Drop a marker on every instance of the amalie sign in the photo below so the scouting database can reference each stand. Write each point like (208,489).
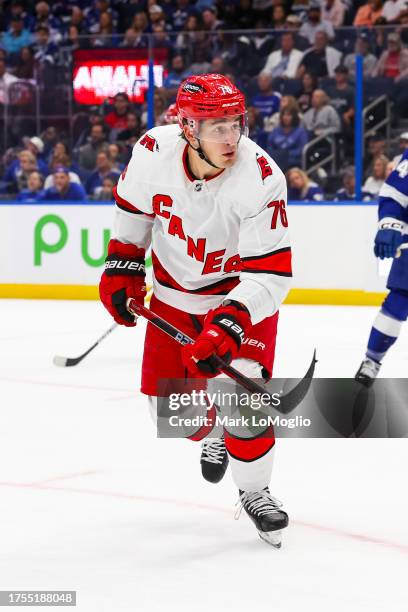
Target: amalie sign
(99,74)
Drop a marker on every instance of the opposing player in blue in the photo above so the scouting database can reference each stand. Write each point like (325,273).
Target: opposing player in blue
(391,241)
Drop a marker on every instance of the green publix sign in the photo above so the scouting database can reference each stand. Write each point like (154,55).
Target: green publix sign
(41,246)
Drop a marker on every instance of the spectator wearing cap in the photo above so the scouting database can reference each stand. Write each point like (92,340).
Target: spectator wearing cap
(181,14)
(103,169)
(321,60)
(89,151)
(17,172)
(116,119)
(45,50)
(403,146)
(362,47)
(342,97)
(286,142)
(376,180)
(333,11)
(267,101)
(314,23)
(369,14)
(105,191)
(16,37)
(6,79)
(321,119)
(293,23)
(301,187)
(63,189)
(393,9)
(393,62)
(211,23)
(348,191)
(285,61)
(34,191)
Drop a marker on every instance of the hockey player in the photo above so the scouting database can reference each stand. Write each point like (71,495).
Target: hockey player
(212,205)
(391,241)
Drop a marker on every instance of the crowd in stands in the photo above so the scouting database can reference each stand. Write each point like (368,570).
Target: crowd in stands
(295,61)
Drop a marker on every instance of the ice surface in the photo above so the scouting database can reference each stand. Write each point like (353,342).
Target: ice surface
(91,501)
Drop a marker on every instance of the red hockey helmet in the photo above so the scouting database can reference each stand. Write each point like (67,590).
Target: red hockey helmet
(209,96)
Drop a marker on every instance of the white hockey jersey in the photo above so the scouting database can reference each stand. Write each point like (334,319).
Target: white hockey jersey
(224,236)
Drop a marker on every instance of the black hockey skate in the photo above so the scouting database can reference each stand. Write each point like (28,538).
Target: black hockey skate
(265,512)
(214,459)
(367,372)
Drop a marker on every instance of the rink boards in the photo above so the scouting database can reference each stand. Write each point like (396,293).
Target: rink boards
(57,251)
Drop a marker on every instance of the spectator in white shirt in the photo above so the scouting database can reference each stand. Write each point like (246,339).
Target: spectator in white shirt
(392,10)
(315,24)
(333,11)
(6,79)
(285,61)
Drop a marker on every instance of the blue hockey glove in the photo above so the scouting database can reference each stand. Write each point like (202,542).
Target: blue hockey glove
(388,238)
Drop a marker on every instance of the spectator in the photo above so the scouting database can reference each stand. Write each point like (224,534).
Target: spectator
(333,11)
(18,171)
(369,59)
(45,51)
(133,130)
(114,154)
(44,18)
(309,84)
(369,14)
(403,146)
(314,24)
(285,143)
(210,21)
(267,102)
(105,191)
(278,17)
(175,76)
(293,23)
(321,119)
(255,127)
(116,119)
(300,187)
(374,182)
(6,79)
(321,59)
(287,103)
(34,191)
(25,64)
(342,97)
(348,191)
(393,62)
(285,61)
(63,188)
(103,169)
(393,9)
(16,37)
(88,152)
(181,15)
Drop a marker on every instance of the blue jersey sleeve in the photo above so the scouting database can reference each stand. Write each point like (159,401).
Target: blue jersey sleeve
(393,196)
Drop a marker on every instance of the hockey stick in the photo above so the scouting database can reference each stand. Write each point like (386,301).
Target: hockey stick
(288,401)
(70,361)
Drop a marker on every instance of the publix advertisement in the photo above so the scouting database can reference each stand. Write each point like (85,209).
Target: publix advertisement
(58,251)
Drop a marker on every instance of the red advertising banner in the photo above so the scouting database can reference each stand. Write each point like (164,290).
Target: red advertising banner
(99,74)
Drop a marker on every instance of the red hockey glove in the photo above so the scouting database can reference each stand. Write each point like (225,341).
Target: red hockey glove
(222,335)
(124,277)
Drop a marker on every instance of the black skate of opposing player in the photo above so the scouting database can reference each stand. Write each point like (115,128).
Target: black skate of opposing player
(266,514)
(214,459)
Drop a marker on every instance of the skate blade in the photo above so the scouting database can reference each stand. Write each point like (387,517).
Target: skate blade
(273,538)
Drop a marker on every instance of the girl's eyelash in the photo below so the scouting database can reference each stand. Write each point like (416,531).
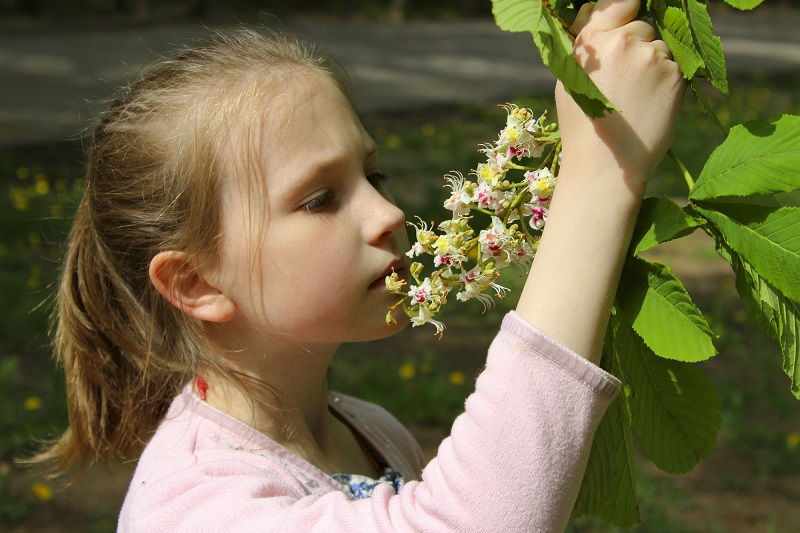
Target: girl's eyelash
(378,178)
(318,203)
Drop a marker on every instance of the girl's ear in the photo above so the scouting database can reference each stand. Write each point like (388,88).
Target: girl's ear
(185,286)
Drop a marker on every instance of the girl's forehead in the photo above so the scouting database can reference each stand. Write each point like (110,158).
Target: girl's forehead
(310,119)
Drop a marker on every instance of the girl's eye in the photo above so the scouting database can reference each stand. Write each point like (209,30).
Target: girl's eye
(318,203)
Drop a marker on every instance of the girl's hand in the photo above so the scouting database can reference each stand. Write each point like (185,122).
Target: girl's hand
(605,166)
(637,75)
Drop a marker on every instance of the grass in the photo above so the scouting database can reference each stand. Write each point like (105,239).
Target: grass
(426,386)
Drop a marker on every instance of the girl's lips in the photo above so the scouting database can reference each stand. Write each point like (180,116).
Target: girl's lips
(397,266)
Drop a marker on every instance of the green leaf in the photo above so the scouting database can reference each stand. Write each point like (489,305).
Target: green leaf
(599,473)
(614,441)
(744,5)
(675,410)
(660,310)
(661,220)
(517,15)
(619,506)
(555,47)
(778,315)
(673,25)
(706,106)
(708,44)
(756,158)
(766,237)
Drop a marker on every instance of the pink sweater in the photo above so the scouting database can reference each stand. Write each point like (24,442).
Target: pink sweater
(514,460)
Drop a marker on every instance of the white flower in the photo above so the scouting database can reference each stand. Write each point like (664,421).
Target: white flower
(493,242)
(487,197)
(426,317)
(537,211)
(541,183)
(459,199)
(421,294)
(416,249)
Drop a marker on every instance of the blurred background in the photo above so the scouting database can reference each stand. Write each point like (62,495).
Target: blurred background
(428,79)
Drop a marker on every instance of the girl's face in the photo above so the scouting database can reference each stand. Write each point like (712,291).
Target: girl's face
(308,240)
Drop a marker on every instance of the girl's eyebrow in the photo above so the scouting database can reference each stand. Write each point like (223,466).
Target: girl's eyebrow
(325,167)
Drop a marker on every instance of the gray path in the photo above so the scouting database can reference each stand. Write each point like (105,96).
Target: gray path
(52,81)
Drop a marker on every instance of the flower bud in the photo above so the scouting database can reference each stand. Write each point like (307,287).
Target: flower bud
(416,269)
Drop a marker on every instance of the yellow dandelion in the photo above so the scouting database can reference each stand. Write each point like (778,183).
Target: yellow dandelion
(793,440)
(407,371)
(19,199)
(456,377)
(42,187)
(34,239)
(42,491)
(32,403)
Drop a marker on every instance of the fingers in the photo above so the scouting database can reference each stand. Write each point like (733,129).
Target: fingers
(611,14)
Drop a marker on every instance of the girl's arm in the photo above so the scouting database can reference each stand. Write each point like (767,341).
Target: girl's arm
(605,168)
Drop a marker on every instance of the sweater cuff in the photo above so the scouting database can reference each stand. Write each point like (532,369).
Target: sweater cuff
(582,369)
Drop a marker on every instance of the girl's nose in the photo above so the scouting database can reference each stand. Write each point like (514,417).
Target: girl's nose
(385,219)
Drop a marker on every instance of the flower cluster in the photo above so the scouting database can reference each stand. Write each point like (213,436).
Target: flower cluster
(470,263)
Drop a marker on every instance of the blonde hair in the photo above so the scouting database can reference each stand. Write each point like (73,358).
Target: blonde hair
(154,167)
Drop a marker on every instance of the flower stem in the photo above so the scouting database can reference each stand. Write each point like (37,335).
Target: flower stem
(686,174)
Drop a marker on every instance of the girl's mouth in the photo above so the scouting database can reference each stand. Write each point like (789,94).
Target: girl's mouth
(398,267)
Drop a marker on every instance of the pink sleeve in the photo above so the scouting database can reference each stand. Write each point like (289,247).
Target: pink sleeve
(514,462)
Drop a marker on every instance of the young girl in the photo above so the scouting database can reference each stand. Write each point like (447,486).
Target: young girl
(234,231)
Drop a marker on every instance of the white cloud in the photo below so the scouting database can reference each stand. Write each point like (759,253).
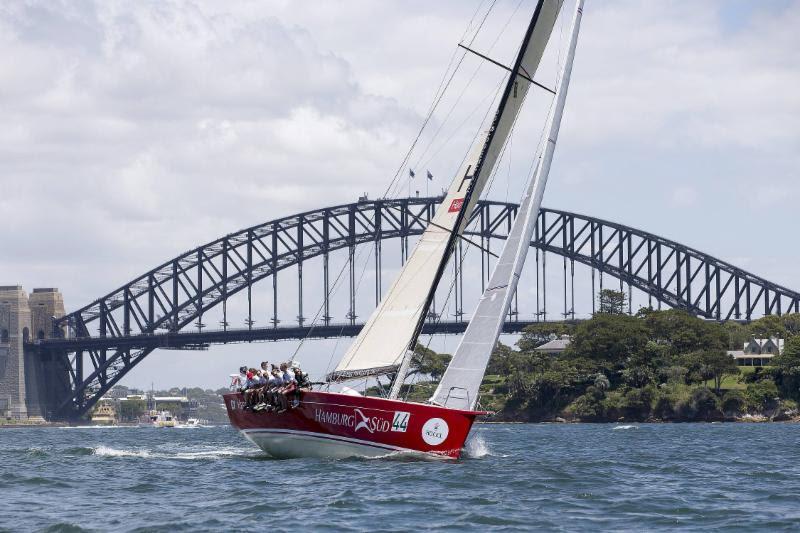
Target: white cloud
(684,196)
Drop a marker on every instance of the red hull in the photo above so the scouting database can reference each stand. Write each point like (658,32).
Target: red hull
(327,424)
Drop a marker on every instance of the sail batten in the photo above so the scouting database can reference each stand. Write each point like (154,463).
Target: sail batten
(461,381)
(389,336)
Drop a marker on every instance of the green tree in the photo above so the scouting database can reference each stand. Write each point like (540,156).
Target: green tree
(609,337)
(786,371)
(761,395)
(733,403)
(504,360)
(717,364)
(767,326)
(791,323)
(612,302)
(684,332)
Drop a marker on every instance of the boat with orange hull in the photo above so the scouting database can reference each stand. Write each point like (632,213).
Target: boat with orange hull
(335,425)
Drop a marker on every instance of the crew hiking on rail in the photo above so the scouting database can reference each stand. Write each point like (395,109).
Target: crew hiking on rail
(271,387)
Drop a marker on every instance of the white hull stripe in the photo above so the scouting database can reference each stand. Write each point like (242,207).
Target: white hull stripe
(329,437)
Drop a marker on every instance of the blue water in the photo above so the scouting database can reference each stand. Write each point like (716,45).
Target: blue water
(516,477)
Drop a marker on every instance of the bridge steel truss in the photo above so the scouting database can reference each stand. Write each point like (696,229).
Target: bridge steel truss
(120,329)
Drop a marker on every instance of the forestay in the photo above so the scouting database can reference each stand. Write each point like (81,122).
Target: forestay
(459,386)
(392,329)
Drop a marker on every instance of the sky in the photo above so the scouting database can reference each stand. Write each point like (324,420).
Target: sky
(133,131)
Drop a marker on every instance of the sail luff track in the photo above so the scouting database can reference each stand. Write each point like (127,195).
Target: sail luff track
(461,382)
(390,333)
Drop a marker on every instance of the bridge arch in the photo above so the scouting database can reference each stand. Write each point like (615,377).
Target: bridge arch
(178,292)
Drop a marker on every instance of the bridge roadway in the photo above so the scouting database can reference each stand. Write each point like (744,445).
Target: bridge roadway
(108,337)
(189,340)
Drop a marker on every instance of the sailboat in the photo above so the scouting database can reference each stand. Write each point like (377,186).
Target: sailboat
(345,424)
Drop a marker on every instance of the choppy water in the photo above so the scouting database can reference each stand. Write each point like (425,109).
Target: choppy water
(516,477)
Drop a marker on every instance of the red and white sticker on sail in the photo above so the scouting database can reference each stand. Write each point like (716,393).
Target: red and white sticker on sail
(455,205)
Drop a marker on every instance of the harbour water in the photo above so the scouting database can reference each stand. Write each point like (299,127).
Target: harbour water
(515,477)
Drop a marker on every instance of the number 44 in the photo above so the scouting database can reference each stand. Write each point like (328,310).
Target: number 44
(400,421)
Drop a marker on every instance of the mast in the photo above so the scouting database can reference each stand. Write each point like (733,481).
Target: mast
(386,342)
(504,118)
(461,382)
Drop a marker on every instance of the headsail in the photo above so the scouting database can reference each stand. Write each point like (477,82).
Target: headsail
(459,386)
(385,342)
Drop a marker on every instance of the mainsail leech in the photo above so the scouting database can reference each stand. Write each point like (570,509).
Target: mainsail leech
(459,386)
(385,342)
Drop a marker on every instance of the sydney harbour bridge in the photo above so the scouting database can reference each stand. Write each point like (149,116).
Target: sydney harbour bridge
(92,348)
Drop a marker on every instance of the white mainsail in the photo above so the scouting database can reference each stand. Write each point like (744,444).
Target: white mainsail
(391,331)
(459,386)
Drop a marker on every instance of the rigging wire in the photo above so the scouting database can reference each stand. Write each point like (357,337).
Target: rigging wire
(437,99)
(474,74)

Assigned task – Whenever a line of the data above includes the word "below", copy that line.

Answer for the task –
Drop a marker on every instance of the amalie sign in the photo below so the scouting database can reference each stand. Write each point like (208,489).
Drop a marker on every instance of the girl's eyelash in the photo below so the scouting database can reference each stand. Write each point like (416,531).
Drop a marker on every instance of the white cloud in the photo below so the scouting database can reference each stand. Write each point like (759,253).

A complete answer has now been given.